-- Begin Selected extract --

Not all difficulty is gratuitous at all! There are plenty of bits of content that would lose their impact if stated directly, for instance. But I think a large portion of the difficulty that is found in so-called classic literature is gratuitous.
I suggest self-study on the TV Tropes Wiki. ;)
Oh, for the love of chocolate-covered strawberries, never again. I spent a week in that sinkhole and am now mostly inoculated—I’ve read the majority of pages that catch my eye on a casual scan and don’t feel compelled to re-read them.
Music theory, no, but the others, yes. (I wouldn’t think music theory would increase classical appreciation more than other genres, though.)
Disagree. Whatever the genre, more variety means listening is less tiring (because less monotonous) and, on the whole, more edifying. Each genre is enjoyed differently, and stimulates different parts of the mind. And in the specific case of classical music, on the theory that it is deeper and richer than other music (in the same way that set theory is deeper and richer than propositional logic, or Netflix is deeper and richer than Blockbuster) the limit of enjoyment is actually higher.

-- End Selected extract --

Stated exercise 1: Show every line of the listing below that contains the string "potato". Uppercase and lowercase count as different.

-- Begin Data entries --

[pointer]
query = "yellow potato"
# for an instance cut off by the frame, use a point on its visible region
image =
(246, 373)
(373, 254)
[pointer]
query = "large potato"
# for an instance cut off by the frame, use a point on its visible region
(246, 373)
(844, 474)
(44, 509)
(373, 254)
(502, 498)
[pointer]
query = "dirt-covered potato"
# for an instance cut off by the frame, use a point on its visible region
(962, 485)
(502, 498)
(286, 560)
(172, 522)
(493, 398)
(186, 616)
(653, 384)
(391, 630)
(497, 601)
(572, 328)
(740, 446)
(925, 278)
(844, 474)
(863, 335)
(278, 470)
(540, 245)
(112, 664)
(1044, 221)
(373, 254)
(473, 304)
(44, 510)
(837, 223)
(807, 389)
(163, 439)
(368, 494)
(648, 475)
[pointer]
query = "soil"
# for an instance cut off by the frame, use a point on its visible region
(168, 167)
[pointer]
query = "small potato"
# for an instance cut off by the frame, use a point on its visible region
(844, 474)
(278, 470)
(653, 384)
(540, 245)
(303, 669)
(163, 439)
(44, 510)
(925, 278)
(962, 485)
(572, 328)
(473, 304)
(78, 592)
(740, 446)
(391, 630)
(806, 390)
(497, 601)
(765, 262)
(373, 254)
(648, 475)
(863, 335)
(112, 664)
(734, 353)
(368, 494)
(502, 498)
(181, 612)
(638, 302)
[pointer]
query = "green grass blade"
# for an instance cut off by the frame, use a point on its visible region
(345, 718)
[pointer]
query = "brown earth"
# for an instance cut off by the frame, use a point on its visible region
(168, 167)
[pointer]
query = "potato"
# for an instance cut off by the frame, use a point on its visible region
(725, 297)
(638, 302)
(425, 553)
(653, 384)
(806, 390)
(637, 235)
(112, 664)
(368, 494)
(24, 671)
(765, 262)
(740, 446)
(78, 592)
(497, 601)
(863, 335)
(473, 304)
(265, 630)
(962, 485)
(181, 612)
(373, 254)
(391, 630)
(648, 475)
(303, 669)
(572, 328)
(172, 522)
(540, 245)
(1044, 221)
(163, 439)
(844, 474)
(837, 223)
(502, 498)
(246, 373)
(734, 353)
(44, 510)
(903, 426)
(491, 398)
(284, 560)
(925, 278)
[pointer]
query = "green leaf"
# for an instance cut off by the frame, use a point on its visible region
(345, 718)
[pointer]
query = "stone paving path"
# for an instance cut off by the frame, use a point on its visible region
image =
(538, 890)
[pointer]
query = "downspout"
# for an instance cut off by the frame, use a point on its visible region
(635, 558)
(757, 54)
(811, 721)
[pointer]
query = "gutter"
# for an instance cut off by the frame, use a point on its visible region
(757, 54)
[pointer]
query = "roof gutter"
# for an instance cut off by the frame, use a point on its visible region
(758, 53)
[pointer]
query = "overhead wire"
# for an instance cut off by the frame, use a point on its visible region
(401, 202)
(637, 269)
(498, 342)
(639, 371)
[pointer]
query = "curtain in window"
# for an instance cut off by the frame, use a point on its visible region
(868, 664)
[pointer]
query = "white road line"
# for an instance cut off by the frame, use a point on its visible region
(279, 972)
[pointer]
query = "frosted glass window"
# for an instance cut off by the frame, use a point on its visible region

-- End Data entries --

Stated exercise 2: Duplicate, word for word, the part of the excerpt on difficulty and classical music above, starting with "Not all difficulty" and going on through "to re-read them.".

Exercise result 1:
query = "yellow potato"
query = "large potato"
query = "dirt-covered potato"
query = "small potato"
query = "potato"

Exercise result 2:
Not all difficulty is gratuitous at all! There are plenty of bits of content that would lose their impact if stated directly, for instance. But I think a large portion of the difficulty that is found in so-called classic literature is gratuitous.
I suggest self-study on the TV Tropes Wiki. ;)
Oh, for the love of chocolate-covered strawberries, never again. I spent a week in that sinkhole and am now mostly inoculated—I’ve read the majority of pages that catch my eye on a casual scan and don’t feel compelled to re-read them.